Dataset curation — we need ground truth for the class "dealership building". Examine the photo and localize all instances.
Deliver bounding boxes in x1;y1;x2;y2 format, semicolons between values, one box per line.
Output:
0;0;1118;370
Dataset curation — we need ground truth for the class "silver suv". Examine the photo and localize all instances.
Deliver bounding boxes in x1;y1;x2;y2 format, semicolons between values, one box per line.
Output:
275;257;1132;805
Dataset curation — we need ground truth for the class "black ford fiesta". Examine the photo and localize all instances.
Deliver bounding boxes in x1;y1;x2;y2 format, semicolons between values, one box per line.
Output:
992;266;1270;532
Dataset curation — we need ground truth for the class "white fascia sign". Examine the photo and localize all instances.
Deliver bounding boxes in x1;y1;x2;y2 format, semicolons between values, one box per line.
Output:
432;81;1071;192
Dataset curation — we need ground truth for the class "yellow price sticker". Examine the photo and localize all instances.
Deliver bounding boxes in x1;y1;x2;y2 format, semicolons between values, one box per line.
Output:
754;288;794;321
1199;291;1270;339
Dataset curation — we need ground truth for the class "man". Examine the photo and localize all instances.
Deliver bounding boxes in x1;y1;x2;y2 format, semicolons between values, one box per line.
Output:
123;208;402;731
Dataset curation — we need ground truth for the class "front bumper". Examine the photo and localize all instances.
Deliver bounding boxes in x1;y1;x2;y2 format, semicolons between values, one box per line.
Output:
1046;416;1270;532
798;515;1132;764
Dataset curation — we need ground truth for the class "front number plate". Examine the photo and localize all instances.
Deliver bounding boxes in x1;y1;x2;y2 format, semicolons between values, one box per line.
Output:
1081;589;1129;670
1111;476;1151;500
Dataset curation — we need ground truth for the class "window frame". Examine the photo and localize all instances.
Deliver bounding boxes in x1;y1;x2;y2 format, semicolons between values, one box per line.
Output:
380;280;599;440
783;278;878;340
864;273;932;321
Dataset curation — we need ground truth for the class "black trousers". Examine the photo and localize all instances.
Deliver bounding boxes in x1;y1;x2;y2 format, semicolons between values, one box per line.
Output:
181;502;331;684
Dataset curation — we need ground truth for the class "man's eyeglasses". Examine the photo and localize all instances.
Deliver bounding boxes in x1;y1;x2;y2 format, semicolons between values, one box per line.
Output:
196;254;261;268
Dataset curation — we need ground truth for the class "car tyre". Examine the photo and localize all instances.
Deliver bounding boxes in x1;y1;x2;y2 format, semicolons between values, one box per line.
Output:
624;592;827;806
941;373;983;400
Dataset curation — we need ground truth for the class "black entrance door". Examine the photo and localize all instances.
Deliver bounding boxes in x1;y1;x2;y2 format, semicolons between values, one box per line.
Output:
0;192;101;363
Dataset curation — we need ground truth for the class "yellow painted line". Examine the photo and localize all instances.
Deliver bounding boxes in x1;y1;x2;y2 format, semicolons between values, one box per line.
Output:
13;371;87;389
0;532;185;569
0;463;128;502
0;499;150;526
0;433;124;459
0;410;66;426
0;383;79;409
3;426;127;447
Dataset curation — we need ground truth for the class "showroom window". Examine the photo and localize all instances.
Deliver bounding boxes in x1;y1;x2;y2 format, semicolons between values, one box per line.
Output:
++++
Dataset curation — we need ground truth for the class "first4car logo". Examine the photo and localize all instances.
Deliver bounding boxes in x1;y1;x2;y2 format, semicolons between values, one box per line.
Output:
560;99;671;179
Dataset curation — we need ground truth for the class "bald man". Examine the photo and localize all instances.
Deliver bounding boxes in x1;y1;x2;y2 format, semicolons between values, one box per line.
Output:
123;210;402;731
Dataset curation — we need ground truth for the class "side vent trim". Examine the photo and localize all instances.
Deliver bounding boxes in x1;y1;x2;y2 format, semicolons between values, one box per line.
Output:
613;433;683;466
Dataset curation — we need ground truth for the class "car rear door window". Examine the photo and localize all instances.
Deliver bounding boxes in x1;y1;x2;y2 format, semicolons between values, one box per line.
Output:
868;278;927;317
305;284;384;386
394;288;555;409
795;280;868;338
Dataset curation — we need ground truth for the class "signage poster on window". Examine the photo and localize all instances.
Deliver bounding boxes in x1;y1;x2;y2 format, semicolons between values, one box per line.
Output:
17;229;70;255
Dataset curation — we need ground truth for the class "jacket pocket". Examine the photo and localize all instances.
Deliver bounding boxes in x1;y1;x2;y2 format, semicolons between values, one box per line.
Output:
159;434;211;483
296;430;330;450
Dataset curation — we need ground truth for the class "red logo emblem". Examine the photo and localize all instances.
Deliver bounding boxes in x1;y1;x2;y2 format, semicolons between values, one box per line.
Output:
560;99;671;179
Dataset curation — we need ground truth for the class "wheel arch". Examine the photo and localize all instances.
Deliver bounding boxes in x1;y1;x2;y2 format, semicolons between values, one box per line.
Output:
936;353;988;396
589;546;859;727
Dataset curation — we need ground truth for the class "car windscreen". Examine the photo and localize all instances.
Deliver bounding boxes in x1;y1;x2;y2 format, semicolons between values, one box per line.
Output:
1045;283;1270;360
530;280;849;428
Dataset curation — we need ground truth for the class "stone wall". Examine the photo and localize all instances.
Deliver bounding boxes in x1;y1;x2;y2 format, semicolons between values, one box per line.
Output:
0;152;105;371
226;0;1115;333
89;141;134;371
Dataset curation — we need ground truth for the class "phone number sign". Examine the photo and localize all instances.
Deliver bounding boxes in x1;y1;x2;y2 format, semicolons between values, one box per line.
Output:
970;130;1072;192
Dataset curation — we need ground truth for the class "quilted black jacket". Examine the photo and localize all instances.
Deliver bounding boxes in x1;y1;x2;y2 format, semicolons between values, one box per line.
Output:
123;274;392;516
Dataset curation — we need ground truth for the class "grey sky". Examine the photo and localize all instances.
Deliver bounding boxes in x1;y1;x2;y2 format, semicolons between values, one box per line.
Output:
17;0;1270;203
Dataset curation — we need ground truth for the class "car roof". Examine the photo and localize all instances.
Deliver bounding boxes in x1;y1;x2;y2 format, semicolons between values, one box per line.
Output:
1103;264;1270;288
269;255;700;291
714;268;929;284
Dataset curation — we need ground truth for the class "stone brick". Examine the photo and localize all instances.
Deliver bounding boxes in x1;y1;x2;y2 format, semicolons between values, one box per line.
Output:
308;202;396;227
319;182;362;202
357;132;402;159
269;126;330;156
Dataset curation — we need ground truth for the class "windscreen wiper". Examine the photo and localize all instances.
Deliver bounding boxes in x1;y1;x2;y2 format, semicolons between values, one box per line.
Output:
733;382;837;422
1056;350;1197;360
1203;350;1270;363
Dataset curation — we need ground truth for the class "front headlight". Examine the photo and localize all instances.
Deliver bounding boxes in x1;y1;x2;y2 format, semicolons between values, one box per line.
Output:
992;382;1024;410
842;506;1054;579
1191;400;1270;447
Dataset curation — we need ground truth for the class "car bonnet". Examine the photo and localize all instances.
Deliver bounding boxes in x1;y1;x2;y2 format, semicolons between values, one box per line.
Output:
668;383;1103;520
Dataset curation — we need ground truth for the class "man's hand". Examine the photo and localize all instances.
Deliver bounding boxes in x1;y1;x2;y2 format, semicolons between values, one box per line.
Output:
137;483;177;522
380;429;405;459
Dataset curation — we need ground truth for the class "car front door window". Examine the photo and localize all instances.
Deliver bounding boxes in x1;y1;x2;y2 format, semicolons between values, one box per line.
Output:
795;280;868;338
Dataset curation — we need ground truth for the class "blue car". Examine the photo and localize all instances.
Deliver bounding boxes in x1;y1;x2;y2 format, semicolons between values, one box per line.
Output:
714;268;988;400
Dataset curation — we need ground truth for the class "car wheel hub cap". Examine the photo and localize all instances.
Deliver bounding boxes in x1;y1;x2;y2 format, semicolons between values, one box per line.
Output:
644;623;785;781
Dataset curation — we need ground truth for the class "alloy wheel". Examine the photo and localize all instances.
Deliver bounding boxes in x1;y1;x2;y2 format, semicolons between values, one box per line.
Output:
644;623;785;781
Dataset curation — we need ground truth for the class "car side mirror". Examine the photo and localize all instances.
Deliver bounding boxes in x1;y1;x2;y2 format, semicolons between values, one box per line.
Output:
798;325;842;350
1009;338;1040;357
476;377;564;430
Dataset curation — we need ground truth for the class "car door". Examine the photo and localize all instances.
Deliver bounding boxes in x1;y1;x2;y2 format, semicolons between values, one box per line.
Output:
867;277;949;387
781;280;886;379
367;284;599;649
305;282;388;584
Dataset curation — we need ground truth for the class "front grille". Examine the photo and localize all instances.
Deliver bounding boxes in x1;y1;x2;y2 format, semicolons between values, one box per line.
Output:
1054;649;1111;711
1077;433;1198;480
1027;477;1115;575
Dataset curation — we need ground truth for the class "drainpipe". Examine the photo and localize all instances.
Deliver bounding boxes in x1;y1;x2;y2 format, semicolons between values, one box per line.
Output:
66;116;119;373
++++
What you will do:
Select every line of the material above that contains the word "logo", and copy those lines unchanged.

Output below:
Dataset curation — we need ground truth for the class "first4car logo". Examine the photo and localize all instances.
Dataset curation — we need ground truth for the class "red logo emblem". Examine the photo and localize all instances.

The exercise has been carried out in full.